##### Excerpted records

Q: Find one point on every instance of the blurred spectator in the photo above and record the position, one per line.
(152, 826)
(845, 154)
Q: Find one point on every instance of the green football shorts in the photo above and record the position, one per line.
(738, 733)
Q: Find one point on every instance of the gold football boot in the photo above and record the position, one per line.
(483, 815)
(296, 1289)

##########

The line with "Q: Find one point on every instance of the gold" and all lines after it through the end of the data above: write these out exactly and add nothing.

■ Finished task
Q: Find one point on every instance of the gold football boot in the photo above and record the position, one per line.
(483, 815)
(296, 1289)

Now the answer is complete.